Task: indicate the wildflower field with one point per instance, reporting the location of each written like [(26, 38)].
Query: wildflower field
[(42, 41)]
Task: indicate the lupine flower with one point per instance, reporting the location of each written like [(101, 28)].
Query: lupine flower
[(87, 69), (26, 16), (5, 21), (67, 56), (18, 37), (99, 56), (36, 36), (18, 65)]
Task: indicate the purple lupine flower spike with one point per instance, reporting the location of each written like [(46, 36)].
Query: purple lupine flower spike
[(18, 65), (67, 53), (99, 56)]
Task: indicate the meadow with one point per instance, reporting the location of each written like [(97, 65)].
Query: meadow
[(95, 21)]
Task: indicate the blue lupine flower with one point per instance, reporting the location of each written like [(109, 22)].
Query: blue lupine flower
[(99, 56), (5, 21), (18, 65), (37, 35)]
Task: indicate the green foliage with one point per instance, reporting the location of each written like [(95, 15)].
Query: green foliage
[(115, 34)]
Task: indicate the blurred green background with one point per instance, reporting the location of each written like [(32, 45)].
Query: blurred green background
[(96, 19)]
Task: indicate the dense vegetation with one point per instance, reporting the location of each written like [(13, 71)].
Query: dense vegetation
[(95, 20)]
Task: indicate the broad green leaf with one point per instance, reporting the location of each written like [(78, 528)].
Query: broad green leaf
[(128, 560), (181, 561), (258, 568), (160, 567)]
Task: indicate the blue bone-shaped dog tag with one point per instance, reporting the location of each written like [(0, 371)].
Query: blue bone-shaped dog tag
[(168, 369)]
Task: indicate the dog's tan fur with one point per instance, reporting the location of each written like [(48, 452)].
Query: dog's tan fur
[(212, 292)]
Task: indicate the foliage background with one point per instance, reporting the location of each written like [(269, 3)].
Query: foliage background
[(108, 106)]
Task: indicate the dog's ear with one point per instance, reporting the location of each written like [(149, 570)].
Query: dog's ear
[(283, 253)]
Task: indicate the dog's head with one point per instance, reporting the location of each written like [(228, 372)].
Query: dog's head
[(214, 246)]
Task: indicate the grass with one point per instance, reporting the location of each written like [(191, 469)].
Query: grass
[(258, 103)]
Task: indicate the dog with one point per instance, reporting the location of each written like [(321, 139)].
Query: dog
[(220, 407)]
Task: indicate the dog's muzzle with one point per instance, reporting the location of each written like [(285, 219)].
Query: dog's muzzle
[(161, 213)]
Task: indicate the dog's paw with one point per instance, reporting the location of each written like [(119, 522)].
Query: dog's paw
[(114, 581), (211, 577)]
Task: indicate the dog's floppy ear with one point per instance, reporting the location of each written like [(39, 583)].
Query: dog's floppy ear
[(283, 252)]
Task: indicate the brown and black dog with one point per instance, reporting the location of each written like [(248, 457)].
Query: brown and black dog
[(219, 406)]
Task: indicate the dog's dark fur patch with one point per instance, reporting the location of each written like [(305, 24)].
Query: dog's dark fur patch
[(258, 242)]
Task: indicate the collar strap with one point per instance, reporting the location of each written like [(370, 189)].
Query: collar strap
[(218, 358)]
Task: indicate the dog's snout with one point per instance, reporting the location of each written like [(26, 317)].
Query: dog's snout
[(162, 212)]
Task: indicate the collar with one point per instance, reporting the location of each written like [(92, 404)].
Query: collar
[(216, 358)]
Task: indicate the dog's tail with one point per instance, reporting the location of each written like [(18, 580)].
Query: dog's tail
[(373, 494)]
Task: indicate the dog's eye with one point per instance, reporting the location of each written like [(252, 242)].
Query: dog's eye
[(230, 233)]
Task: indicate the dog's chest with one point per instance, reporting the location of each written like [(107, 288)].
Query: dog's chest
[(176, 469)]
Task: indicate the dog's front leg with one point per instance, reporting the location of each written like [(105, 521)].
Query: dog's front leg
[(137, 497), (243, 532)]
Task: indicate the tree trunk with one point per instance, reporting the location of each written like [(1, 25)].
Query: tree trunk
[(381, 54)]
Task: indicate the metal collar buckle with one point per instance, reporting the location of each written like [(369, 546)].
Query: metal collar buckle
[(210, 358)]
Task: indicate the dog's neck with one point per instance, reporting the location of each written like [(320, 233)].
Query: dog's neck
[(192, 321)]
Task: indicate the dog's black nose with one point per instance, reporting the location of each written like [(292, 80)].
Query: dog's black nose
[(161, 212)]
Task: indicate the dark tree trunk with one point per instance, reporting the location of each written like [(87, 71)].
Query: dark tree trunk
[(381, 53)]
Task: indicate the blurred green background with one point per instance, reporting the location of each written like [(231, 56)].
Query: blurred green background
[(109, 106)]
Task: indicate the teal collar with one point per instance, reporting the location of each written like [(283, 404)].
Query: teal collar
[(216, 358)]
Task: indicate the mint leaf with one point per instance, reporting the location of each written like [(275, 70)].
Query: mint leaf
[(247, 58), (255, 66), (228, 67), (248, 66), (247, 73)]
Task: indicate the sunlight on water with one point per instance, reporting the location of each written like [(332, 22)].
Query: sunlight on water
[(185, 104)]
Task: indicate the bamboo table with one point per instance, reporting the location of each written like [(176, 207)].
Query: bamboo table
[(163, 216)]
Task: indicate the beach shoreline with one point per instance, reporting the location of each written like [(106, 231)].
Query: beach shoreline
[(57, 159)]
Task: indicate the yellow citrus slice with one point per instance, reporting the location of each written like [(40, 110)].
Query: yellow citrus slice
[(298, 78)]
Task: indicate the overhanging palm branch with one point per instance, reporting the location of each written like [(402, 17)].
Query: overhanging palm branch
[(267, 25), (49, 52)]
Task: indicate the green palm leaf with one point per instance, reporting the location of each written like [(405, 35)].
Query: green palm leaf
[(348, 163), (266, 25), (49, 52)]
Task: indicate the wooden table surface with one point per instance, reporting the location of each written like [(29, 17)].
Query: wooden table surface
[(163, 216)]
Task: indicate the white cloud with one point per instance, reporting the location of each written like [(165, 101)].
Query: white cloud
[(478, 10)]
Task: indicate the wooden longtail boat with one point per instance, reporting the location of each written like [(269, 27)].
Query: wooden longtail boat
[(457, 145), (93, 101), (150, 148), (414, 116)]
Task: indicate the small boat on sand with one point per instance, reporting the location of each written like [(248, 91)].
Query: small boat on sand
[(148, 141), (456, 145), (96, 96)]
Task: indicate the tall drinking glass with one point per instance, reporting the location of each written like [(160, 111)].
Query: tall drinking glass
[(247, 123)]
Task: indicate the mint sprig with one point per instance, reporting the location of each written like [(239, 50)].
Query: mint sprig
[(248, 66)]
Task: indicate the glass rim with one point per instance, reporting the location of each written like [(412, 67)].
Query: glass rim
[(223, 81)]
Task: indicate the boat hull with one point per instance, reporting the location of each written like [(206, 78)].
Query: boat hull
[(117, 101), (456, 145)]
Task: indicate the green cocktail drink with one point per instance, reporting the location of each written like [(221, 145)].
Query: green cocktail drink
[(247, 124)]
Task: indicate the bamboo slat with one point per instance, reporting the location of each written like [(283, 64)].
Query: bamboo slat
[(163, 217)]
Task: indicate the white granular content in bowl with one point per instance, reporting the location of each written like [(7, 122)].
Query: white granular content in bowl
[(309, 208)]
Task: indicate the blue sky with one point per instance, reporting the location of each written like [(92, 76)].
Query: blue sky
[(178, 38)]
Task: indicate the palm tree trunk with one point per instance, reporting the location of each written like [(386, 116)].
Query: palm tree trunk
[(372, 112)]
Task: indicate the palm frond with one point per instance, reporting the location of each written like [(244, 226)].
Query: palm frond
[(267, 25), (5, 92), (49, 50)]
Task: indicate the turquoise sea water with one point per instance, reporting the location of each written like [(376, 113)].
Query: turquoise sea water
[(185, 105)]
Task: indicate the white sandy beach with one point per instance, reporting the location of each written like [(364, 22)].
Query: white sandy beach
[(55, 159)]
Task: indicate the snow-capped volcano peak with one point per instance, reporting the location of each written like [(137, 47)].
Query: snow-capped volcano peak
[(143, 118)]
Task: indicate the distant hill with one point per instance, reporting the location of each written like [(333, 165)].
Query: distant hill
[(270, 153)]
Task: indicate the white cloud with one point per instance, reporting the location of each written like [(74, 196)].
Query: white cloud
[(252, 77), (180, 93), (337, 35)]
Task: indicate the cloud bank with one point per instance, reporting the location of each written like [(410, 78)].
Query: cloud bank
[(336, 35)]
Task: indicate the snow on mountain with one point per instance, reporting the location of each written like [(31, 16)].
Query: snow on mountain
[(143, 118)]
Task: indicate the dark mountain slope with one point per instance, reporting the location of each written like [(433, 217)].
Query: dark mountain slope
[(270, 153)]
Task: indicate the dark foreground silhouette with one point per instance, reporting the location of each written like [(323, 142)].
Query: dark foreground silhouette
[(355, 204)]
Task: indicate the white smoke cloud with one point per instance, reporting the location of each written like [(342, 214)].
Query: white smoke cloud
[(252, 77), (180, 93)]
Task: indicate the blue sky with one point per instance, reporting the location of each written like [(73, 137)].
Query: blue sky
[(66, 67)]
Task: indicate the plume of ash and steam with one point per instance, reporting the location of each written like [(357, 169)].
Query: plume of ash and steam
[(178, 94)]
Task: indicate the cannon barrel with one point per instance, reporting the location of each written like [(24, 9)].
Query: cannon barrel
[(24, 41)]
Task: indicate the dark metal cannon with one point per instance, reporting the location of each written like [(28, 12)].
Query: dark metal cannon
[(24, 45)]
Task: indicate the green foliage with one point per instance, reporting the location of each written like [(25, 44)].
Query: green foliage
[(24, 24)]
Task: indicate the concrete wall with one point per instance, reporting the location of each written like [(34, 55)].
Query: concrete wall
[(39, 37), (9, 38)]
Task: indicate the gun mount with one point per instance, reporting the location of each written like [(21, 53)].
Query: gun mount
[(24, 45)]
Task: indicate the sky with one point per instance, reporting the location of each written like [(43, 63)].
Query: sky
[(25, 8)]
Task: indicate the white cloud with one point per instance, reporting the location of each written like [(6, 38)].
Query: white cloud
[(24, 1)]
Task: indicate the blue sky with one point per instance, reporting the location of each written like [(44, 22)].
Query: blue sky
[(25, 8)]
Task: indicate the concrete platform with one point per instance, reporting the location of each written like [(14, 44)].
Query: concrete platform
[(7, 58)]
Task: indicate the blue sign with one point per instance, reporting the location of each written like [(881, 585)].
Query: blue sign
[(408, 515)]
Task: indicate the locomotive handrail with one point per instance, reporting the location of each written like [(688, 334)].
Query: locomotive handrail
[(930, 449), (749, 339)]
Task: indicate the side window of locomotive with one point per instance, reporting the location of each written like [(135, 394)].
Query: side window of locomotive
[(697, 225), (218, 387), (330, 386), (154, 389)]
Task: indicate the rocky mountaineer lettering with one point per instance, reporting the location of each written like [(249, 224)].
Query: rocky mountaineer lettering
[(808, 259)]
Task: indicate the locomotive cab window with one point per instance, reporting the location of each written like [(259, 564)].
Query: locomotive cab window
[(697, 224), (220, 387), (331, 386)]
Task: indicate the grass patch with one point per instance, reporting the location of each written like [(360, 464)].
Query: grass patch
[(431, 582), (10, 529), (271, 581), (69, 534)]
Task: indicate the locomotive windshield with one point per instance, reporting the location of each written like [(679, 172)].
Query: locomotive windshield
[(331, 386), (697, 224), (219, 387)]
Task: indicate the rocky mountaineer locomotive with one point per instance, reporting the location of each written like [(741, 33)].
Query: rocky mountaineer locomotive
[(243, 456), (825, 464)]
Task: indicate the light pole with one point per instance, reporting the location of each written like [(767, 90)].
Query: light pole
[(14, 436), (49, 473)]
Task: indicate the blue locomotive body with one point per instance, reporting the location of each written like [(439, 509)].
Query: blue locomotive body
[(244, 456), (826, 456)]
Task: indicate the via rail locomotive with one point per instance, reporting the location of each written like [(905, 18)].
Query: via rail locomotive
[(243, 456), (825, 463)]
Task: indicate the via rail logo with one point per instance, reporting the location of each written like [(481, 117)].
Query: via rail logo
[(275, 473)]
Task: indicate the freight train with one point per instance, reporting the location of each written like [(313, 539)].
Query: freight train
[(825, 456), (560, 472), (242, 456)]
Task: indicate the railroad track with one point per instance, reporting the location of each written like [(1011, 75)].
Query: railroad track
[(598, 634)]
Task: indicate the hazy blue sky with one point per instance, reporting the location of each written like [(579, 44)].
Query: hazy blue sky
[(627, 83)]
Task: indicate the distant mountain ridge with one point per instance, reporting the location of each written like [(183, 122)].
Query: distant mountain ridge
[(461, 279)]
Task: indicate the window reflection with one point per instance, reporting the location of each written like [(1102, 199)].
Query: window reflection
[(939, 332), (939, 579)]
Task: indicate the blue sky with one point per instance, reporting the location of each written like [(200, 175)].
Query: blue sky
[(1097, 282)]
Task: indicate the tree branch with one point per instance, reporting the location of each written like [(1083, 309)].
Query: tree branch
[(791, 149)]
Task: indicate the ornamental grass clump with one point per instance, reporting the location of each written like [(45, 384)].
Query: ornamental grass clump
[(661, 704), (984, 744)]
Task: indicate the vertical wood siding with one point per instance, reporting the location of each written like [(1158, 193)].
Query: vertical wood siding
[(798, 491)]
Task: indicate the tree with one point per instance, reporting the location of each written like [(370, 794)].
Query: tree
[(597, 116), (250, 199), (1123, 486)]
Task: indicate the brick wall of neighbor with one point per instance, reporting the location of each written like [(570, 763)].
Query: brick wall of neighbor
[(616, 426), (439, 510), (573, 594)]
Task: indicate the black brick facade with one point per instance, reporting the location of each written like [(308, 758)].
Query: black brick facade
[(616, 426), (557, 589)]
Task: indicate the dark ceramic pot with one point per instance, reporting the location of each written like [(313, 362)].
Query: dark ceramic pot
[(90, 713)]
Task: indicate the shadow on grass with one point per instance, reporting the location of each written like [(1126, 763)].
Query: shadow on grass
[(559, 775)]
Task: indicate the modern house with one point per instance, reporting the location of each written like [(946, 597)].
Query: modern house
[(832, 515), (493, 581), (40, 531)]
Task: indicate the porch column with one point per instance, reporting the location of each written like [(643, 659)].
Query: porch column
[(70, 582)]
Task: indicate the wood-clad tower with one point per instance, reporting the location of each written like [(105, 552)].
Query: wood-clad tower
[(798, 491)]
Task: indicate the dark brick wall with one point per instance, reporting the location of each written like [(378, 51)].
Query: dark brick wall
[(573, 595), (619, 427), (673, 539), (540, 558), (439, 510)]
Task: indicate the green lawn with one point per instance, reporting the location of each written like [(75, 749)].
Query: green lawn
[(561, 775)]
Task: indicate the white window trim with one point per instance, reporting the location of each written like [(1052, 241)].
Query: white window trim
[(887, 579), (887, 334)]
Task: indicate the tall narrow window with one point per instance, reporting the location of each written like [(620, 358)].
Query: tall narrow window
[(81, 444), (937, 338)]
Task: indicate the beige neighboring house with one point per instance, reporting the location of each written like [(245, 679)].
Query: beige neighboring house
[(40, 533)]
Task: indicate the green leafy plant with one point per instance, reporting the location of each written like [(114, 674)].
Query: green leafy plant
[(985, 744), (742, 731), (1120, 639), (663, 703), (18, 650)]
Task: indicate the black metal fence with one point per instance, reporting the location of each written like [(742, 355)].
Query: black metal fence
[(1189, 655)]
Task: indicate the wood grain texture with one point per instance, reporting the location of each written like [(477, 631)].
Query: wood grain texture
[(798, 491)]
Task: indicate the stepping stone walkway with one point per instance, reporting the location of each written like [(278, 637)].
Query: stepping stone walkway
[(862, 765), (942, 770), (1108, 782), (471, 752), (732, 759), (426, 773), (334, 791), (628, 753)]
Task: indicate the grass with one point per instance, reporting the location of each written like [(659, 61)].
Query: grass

★ ★ ★ ★ ★

• **The task**: From the line holding "Task: indicate the wood grain" down to the final line above, quote every line exactly and only those lines.

• **Output below**:
Task: indicate the wood grain texture with one point per instance, reporting the location of each written like [(477, 631)].
Query: wood grain texture
[(798, 491)]
Task: indicate the stepping stone walkway with one point per instance, reporting the location of each written like [(278, 637)].
Query: stepping stone walkway
[(862, 765), (942, 770), (1108, 782), (471, 752), (732, 759), (426, 773), (334, 791), (628, 753)]
Task: indicate the grass with one point per instance, reporting the location of each written like [(659, 61)].
Query: grass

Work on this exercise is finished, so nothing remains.